SHORT PROBLEM
Reproduce the rows below verbatim, from the first line of the rows through the line containing "M57 130L58 123L56", including both of these lines.

LISTED ENTRIES
══════════════════════════════
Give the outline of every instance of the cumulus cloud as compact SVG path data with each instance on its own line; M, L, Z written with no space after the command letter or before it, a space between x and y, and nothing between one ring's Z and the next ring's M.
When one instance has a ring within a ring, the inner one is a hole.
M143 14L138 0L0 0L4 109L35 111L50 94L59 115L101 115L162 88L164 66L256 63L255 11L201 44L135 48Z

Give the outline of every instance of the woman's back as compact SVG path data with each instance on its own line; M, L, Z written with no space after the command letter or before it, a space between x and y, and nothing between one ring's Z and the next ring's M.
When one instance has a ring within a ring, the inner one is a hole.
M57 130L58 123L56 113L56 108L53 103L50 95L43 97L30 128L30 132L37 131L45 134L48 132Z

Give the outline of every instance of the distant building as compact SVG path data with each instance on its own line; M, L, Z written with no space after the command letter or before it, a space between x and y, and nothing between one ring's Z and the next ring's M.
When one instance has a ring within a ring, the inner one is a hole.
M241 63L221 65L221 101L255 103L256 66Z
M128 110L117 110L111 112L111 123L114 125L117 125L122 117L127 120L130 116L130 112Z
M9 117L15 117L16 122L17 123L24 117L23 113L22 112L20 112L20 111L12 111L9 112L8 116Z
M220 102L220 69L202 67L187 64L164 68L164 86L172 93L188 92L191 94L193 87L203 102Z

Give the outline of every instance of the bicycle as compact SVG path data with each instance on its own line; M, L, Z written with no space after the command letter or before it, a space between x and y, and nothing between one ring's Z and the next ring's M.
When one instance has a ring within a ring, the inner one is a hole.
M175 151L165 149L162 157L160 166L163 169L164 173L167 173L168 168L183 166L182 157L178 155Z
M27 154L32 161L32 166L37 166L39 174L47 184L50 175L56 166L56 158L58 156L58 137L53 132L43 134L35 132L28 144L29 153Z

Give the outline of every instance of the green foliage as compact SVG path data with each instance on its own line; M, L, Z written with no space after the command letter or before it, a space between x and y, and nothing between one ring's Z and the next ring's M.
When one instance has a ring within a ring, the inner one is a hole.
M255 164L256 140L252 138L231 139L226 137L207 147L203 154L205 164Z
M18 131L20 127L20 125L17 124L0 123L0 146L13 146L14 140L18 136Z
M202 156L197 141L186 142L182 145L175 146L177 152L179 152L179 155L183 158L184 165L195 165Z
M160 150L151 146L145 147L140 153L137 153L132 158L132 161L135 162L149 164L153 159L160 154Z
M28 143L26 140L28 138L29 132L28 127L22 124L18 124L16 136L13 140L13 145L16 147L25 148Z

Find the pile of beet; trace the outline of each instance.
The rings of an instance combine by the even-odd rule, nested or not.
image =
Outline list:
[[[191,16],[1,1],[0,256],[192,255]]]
══════════════════════════════
FULL SOLUTION
Give the outline of every instance of the cumulus cloud as compact SVG path data with each instance on its own line; M, L, Z written with no space after the command letter or before it, a space between x and y, and nothing between one ring's Z and the next ring's M.
When one instance has a ring within a ring, the inner one is a hole.
M143 14L138 0L0 0L4 109L35 111L50 94L59 115L101 115L162 88L164 66L256 63L255 11L201 44L135 48Z

Give the outline of every instance of the woman's back as compact SVG path data with each instance on its own line; M, L, Z written with no space after the command letter or before it, a space between x and y, and nothing between one ring's Z and the next ring's M.
When one instance has a ring within a ring, the inner one is a hole.
M57 130L58 123L56 113L56 108L53 103L50 95L43 97L30 128L30 132L37 131L45 134L48 132Z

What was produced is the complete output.